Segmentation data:
################

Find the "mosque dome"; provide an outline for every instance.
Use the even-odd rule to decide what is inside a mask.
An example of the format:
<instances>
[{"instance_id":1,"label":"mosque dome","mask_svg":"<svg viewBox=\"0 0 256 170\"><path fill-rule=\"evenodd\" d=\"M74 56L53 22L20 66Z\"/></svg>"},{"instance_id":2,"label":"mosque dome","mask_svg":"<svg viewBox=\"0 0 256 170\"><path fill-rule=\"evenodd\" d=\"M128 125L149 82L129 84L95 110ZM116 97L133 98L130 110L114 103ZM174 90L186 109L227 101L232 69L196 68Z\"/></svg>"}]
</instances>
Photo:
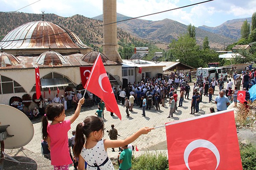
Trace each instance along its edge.
<instances>
[{"instance_id":1,"label":"mosque dome","mask_svg":"<svg viewBox=\"0 0 256 170\"><path fill-rule=\"evenodd\" d=\"M82 56L81 60L86 62L93 64L96 60L99 53L99 52L96 51L95 51L89 52ZM116 64L116 62L108 60L108 59L103 54L101 53L100 56L103 63L105 63L107 65Z\"/></svg>"},{"instance_id":2,"label":"mosque dome","mask_svg":"<svg viewBox=\"0 0 256 170\"><path fill-rule=\"evenodd\" d=\"M31 22L10 31L0 42L5 49L89 48L64 27L51 22Z\"/></svg>"},{"instance_id":3,"label":"mosque dome","mask_svg":"<svg viewBox=\"0 0 256 170\"><path fill-rule=\"evenodd\" d=\"M19 60L12 54L5 53L2 49L0 53L0 65L1 67L15 65L20 63Z\"/></svg>"},{"instance_id":4,"label":"mosque dome","mask_svg":"<svg viewBox=\"0 0 256 170\"><path fill-rule=\"evenodd\" d=\"M35 62L40 65L62 65L67 63L67 60L61 54L51 51L46 51L38 57Z\"/></svg>"}]
</instances>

################

Stated problem
Write out all of the records above verbatim, leaving out the pictures.

Answer to this task
Find the "mosque dome"; provide an outline for every instance.
Use the even-odd rule to decide what is inside a mask.
An example of the format:
<instances>
[{"instance_id":1,"label":"mosque dome","mask_svg":"<svg viewBox=\"0 0 256 170\"><path fill-rule=\"evenodd\" d=\"M74 56L53 22L20 66Z\"/></svg>"},{"instance_id":2,"label":"mosque dome","mask_svg":"<svg viewBox=\"0 0 256 170\"><path fill-rule=\"evenodd\" d=\"M128 125L149 82L129 84L95 110ZM116 97L133 98L130 110L114 103ZM174 90L186 109L227 101L232 69L196 68Z\"/></svg>"}]
</instances>
Photo:
Trace each instance along its edge.
<instances>
[{"instance_id":1,"label":"mosque dome","mask_svg":"<svg viewBox=\"0 0 256 170\"><path fill-rule=\"evenodd\" d=\"M82 56L81 60L86 62L93 64L96 60L99 53L99 52L96 51L95 51L89 52ZM116 64L116 62L108 60L108 59L103 54L101 53L100 56L103 63L105 63L107 65Z\"/></svg>"},{"instance_id":2,"label":"mosque dome","mask_svg":"<svg viewBox=\"0 0 256 170\"><path fill-rule=\"evenodd\" d=\"M31 22L10 31L0 42L5 49L89 48L64 27L51 22Z\"/></svg>"},{"instance_id":3,"label":"mosque dome","mask_svg":"<svg viewBox=\"0 0 256 170\"><path fill-rule=\"evenodd\" d=\"M19 60L12 54L5 53L2 49L0 53L0 65L1 67L15 65L20 63Z\"/></svg>"},{"instance_id":4,"label":"mosque dome","mask_svg":"<svg viewBox=\"0 0 256 170\"><path fill-rule=\"evenodd\" d=\"M35 62L40 65L62 65L67 63L67 60L61 54L51 51L46 51L38 57Z\"/></svg>"}]
</instances>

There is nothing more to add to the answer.